## [AIM]
Write out the records below once more, exactly as they stand.

## [DATA FOR THIS EXERCISE]
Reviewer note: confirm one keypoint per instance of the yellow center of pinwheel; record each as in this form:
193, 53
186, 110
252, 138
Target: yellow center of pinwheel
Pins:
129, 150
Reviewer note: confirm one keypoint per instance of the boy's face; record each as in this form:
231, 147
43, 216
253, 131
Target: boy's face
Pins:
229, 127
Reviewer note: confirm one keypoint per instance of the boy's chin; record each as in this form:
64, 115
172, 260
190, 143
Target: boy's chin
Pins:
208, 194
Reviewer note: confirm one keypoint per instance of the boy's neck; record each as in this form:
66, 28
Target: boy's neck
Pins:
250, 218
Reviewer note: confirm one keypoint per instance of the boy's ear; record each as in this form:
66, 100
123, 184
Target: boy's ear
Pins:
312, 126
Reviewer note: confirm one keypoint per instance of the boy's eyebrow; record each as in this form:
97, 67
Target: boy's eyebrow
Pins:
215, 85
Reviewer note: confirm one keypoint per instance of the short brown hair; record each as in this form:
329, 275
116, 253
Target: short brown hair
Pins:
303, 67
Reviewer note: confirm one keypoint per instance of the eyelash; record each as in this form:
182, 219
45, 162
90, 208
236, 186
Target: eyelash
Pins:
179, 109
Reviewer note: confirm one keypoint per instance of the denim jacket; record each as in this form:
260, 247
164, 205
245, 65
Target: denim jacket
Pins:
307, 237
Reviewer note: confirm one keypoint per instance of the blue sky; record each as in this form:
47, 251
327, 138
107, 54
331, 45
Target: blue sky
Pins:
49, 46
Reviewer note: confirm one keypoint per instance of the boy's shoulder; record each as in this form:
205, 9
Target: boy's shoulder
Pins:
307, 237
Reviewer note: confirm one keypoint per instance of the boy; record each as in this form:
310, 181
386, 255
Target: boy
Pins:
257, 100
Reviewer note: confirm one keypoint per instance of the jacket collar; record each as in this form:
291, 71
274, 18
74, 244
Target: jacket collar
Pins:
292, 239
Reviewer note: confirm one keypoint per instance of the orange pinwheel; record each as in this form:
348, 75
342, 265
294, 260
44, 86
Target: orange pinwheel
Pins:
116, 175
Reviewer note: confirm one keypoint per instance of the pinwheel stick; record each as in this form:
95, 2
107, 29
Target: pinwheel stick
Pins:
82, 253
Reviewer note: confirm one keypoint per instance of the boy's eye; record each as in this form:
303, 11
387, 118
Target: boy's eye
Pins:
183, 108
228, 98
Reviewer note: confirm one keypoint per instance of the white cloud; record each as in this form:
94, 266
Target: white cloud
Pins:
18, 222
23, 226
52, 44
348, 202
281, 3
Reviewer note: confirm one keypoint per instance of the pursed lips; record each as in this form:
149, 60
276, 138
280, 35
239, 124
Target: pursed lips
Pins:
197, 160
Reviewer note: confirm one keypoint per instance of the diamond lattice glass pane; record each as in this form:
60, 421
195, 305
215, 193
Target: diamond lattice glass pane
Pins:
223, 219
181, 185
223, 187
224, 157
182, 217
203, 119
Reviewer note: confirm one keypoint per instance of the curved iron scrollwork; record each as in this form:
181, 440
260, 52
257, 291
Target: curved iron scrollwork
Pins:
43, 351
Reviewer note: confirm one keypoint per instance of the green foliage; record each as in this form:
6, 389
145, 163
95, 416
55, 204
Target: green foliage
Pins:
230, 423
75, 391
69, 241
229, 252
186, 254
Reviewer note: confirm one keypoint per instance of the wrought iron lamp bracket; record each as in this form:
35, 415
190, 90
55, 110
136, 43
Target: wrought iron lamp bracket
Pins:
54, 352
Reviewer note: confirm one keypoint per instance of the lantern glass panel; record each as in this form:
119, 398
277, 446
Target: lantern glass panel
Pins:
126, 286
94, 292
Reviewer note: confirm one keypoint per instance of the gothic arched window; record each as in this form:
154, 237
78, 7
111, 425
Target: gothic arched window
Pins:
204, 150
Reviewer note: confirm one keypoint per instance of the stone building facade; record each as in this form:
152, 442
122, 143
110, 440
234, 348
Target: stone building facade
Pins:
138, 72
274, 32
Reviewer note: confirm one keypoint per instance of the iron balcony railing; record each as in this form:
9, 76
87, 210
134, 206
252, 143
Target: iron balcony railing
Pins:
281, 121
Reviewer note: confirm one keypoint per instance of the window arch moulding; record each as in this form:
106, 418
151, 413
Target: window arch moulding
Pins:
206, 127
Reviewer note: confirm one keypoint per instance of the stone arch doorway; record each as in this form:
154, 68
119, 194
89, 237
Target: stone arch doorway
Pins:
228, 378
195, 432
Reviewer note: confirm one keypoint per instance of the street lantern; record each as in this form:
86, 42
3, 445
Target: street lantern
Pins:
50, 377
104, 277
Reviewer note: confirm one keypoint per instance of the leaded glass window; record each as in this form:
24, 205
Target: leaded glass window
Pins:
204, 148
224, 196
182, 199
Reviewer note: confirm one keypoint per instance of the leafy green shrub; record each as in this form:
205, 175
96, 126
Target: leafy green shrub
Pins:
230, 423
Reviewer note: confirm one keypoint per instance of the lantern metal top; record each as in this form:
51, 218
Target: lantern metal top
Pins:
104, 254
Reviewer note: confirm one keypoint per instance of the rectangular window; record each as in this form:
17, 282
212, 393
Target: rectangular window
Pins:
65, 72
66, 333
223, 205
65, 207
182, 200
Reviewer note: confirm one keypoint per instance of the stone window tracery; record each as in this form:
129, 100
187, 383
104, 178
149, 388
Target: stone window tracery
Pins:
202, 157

## [FULL ANSWER]
Reviewer note: confirm one keypoint per instance of the yellow center of pinwheel; record each as in this form:
193, 53
186, 110
252, 138
Target: yellow center of pinwheel
Pins:
129, 150
Reviewer note: confirm one keypoint per instance of the boy's face; record each as in this form:
231, 147
43, 216
253, 131
Target: boy's face
Pins:
229, 127
Reviewer note: confirm one keypoint per instance of the boy's chin; record each as in this form:
64, 115
172, 260
190, 143
Target: boy's chin
Pins:
208, 194
Reviewer note: confirm one keypoint per instance of the boy's neck; record each as in this form:
66, 28
Target: boy's neck
Pins:
250, 218
Reviewer note: confirm one keypoint per instance of the boy's ear; record each as in this form:
66, 100
123, 184
Target: boy's ear
Pins:
312, 126
Reviewer note: confirm one keypoint per instance of the boy's eyebrow; record each as in this form:
97, 67
Target: boy's eyebrow
Pins:
215, 85
Reviewer note: confirm one keypoint per instance of the short brown hair; record each as in this form:
329, 275
116, 253
Target: short brown hair
Pins:
303, 67
Reviewer note: confirm one keypoint per instance of the eyelash; record each as in this form:
182, 219
45, 162
90, 208
236, 186
Target: eyelash
Pins:
179, 109
Reviewer note: confirm one keypoint per instance of the denim jacket; record each as in this form:
260, 247
164, 205
245, 65
Target: denim jacket
Pins:
307, 237
Reviewer note: confirm one keypoint per instance of the blue sky; record each as in this form:
47, 251
327, 138
107, 54
331, 45
Target: blue sky
Pins:
49, 46
Reviewer note: confirm one keypoint per instance of the boy's shoulder; record each as in this form:
205, 9
Target: boy's shoulder
Pins:
307, 237
Reviewer note: confirm one keypoint per instance of the boy; record each as in this form:
310, 181
386, 255
Target: boy
Pins:
257, 100
Reviewer note: confirm one keypoint per instance of the jacket collar; record each as in this form:
291, 71
274, 18
74, 244
Target: jacket collar
Pins:
292, 239
Reviewer note: confirm one keypoint per instance of the orange pinwheel; record each as in this form:
348, 75
342, 265
294, 260
44, 86
Target: orange pinwheel
Pins:
116, 175
Reviewer note: confirm one keypoint per instance of the pinwheel stick; record each as in this form:
95, 2
107, 29
Target: pinwheel stick
Pins:
82, 253
Reviewer note: confirm one keypoint per instance of the boy's eye; record each as in this form:
303, 11
387, 118
Target: boy's eye
Pins:
183, 108
228, 98
Reviewer note: confirm one keypoint per instance of the white cloud; record each as in this form:
94, 266
Target: white cloud
Pins:
18, 222
23, 226
52, 44
348, 202
281, 3
Reviewer note: confirm one keypoint per instance of the pursed lips; record each as in this form:
149, 60
276, 138
280, 35
239, 124
Target: pursed lips
Pins:
197, 160
Reviewer note: confirm one keypoint per instance of the diamond lattice glass pane; record each as in this form:
60, 421
195, 305
215, 193
Target: diamond lattice glass pane
Pins:
223, 219
181, 185
223, 187
224, 157
182, 217
203, 119
Reviewer note: confirm one keypoint per instance of the curved iron scrollwork; record each as in this form:
181, 440
260, 52
257, 291
Target: curved iron scrollwork
Pins:
43, 351
Reviewer note: confirm one keypoint per instance of the green foliage; record each as in this form:
6, 389
145, 163
95, 416
55, 204
Target: green foliage
Pins:
230, 423
75, 391
69, 241
229, 252
186, 254
Reviewer note: confirm one keypoint per instance of the wrought iron lamp bracket; record each as in this form:
35, 415
190, 90
55, 110
136, 43
Target: wrought iron lamp bracket
Pins:
54, 352
Reviewer note: confirm one keypoint per instance of the lantern glass panel; record each as in this form:
119, 398
277, 446
Target: lantern glass panel
Pins:
126, 286
94, 292
Reviewer note: confirm one keypoint per instance of the gothic arched window; record each as in this form:
154, 237
78, 7
111, 425
Target: gothic arched window
Pins:
204, 150
Reviewer note: confirm one keypoint per instance of the stone building facade; record each as in this form:
152, 442
122, 143
110, 440
234, 348
Target: stone building facade
Pins:
138, 72
274, 32
Reviewer note: confirm one keypoint per instance of the iron balcony railing; record each as in this form:
9, 76
87, 210
134, 206
252, 143
Target: iron balcony railing
Pins:
281, 121
Reviewer note: confirm one keypoint per instance of the window arch moulding; record each as in this form:
106, 418
151, 413
Target: window arch moulding
Pins:
206, 127
Reviewer note: confirm one keypoint per instance of the stone arch doorway; record each as in this form:
154, 68
119, 194
89, 237
Target: stone arch doorway
Pins:
228, 378
195, 432
Reviewer note: confirm one keypoint per instance of the street lantern; record each as in this form:
86, 42
3, 445
Target: street lantern
Pins:
50, 377
104, 277
Reviewer note: confirm one keypoint per instance of the leaded glass window; record each as in this form:
24, 205
Target: leaded glass window
Pins:
204, 148
224, 196
182, 199
Reviewer note: confirm one keypoint per instance of the leafy green shrub; record each as in this form:
205, 175
96, 126
Target: leafy green shrub
Pins:
230, 423
Reviewer note: confirm one keypoint per instance of the lantern metal top; record each as in this form:
51, 218
Target: lantern metal top
Pins:
104, 254
Reviewer note: confirm one keypoint per instance of the rectangular window; record each as in this form:
17, 282
212, 393
Target: rectangular window
Pins:
65, 72
66, 333
223, 205
65, 207
182, 200
Reviewer note: confirm one keypoint per instance of the stone window tracery; record each as in this form:
129, 100
187, 383
104, 178
149, 388
Target: stone window tracery
Pins:
202, 157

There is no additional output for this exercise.